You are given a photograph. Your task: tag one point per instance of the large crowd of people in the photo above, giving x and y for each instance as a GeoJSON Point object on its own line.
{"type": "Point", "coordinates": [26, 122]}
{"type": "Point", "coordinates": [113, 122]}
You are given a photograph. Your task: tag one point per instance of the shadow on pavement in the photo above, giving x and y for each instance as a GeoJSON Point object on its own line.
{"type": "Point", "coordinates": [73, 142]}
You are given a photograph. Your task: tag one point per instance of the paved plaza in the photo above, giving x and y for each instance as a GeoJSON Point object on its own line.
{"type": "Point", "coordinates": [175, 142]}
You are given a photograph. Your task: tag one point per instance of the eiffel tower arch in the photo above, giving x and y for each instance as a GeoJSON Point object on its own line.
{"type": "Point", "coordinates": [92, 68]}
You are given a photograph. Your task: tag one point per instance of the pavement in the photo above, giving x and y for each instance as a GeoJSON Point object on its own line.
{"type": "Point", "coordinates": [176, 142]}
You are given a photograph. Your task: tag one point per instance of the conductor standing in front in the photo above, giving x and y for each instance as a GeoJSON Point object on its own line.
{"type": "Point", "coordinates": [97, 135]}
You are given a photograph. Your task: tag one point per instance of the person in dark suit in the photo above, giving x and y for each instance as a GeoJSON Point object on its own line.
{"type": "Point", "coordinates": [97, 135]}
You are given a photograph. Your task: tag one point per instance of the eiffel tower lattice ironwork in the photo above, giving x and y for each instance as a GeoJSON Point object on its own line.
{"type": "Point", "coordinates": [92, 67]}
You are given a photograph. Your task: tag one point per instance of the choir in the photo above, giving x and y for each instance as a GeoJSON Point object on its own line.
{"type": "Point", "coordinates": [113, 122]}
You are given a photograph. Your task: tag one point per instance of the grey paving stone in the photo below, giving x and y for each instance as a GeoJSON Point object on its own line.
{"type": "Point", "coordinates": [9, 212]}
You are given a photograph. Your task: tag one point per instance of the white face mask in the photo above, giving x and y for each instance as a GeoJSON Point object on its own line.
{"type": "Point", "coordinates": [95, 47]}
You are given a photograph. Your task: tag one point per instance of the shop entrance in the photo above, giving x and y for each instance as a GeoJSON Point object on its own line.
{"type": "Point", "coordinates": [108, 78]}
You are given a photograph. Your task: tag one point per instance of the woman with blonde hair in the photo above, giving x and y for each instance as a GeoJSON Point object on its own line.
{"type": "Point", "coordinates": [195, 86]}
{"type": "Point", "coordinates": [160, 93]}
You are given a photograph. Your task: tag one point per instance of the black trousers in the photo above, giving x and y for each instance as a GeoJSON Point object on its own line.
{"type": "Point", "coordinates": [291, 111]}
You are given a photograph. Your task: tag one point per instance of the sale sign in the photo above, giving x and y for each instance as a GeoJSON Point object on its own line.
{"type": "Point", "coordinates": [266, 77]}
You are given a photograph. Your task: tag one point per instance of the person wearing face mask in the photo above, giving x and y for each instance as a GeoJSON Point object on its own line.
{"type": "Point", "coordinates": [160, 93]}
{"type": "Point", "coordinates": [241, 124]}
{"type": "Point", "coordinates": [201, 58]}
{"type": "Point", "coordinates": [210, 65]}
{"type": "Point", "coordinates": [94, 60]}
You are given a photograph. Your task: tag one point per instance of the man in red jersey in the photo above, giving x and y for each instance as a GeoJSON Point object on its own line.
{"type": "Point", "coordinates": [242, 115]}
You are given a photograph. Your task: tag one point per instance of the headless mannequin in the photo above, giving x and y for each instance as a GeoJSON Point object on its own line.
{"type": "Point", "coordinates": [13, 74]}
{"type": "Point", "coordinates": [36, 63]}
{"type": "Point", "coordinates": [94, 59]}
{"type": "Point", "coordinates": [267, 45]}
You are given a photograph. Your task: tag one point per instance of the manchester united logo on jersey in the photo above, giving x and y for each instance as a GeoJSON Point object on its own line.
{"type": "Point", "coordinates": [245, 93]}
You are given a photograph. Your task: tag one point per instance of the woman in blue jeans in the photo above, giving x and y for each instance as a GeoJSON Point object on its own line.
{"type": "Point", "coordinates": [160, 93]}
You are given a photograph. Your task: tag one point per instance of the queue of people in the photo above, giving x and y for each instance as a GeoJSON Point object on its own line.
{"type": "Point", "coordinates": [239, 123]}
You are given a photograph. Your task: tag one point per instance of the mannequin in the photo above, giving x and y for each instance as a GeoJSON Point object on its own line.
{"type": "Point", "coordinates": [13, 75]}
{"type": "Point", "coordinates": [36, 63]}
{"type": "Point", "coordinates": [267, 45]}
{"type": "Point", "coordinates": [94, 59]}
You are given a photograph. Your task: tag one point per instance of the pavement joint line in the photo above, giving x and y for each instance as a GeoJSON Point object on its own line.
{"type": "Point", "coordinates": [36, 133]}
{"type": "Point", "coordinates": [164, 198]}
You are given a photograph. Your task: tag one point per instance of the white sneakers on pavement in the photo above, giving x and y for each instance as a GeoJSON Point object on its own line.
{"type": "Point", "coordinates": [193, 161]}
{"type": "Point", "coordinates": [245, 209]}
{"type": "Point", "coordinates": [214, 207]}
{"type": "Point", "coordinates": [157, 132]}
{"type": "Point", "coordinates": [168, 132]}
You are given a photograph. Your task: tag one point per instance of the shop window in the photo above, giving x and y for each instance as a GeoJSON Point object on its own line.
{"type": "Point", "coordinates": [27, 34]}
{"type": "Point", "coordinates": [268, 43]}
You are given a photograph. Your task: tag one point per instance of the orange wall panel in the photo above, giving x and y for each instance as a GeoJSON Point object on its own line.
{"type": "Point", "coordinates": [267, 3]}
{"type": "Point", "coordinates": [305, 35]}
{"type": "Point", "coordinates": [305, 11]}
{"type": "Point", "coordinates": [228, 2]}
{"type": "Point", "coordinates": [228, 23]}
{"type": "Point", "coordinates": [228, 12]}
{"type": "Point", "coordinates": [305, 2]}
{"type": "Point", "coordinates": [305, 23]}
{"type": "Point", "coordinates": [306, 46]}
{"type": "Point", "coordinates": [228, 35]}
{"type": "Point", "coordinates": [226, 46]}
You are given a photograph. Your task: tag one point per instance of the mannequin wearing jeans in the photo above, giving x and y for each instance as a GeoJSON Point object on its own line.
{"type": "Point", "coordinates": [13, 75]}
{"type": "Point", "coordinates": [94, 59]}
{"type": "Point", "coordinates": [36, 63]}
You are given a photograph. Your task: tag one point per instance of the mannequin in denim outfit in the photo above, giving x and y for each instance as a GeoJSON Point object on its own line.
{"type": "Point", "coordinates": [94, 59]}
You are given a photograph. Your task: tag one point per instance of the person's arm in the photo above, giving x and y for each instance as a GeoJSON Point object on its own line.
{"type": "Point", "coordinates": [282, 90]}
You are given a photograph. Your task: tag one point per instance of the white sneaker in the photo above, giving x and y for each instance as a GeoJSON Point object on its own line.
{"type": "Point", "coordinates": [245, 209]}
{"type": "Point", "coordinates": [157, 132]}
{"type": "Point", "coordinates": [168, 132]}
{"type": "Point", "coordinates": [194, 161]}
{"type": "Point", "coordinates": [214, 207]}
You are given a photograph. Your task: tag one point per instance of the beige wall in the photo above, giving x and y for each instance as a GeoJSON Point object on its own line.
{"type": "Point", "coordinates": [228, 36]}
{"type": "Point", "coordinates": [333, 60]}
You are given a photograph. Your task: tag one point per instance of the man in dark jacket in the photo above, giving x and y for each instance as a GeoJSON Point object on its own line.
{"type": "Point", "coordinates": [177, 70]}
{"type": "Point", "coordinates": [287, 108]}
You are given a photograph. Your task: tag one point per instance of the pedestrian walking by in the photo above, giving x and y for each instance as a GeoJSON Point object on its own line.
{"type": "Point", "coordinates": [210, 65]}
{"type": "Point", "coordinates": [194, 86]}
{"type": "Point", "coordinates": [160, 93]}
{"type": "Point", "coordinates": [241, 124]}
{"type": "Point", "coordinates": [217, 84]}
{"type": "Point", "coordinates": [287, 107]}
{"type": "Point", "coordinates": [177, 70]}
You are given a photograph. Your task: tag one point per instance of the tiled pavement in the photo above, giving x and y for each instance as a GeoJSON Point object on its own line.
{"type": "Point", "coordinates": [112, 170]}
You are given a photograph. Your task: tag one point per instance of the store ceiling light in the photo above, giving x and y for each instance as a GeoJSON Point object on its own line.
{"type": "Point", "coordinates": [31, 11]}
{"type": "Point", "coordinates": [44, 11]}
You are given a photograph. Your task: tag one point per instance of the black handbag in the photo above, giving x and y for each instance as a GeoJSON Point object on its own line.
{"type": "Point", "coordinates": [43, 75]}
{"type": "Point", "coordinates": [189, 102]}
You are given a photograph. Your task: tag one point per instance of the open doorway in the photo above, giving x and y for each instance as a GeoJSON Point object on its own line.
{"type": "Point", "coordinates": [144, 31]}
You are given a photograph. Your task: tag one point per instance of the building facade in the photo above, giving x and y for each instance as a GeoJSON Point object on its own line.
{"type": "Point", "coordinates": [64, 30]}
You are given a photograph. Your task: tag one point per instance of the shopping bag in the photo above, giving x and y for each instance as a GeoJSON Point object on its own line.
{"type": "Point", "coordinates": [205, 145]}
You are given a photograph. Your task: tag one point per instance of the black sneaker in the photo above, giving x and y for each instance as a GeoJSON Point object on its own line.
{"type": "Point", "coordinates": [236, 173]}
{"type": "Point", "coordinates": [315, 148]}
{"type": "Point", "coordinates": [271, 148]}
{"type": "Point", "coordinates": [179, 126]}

- **DESCRIPTION OF THE TASK**: Everything from the line with "of the pedestrian" through the last line of the material above should be echoed exactly, and nothing else.

- **RESULT**:
You are given a photograph. Your task: tag one point per instance of the pedestrian walking by in the photo above, giving x and y for each instance as a GeoJSON Point object on its own line.
{"type": "Point", "coordinates": [210, 65]}
{"type": "Point", "coordinates": [194, 86]}
{"type": "Point", "coordinates": [160, 93]}
{"type": "Point", "coordinates": [241, 124]}
{"type": "Point", "coordinates": [217, 84]}
{"type": "Point", "coordinates": [287, 107]}
{"type": "Point", "coordinates": [177, 70]}
You are given a photograph. Your task: tag one point per instance of the tiled pavement in the photo above, giving x and y for each instance as a GeoJSON Point object on its own line.
{"type": "Point", "coordinates": [112, 170]}
You are given a photograph. Your task: tag one point per instance of the store ceiling light in the photo above, giving x and y for each instance as a GeoJSON Point object on its own line.
{"type": "Point", "coordinates": [31, 11]}
{"type": "Point", "coordinates": [44, 11]}
You are given a photograph. Your task: tag one point per instance of the black handbag in the photo above, giving x and y for each instance as a GeoJSON Point object on its own line.
{"type": "Point", "coordinates": [43, 75]}
{"type": "Point", "coordinates": [189, 102]}
You are given a photograph. Your task: tag one point per instance of the open doorway in the photo above, giving x and y for each instance as a GeoJSON Point object on its own line.
{"type": "Point", "coordinates": [144, 31]}
You are given a photograph. Your task: tag one point per instance of the building facade in the photo above, giving x and y for each instance as a GeoJSON Point object on its own line.
{"type": "Point", "coordinates": [64, 30]}
You are given a photograph. Your task: tag one point per instance of the shopping bag in the photo above, giving x and y for each instance as a GeoJSON Point object on its own line.
{"type": "Point", "coordinates": [205, 145]}
You are given a photograph. Your task: tag one point per instance of the black sneaker in the photo above, giving x and y for each instance as a GeoJSON Point object on its own line.
{"type": "Point", "coordinates": [236, 173]}
{"type": "Point", "coordinates": [315, 148]}
{"type": "Point", "coordinates": [271, 148]}
{"type": "Point", "coordinates": [179, 126]}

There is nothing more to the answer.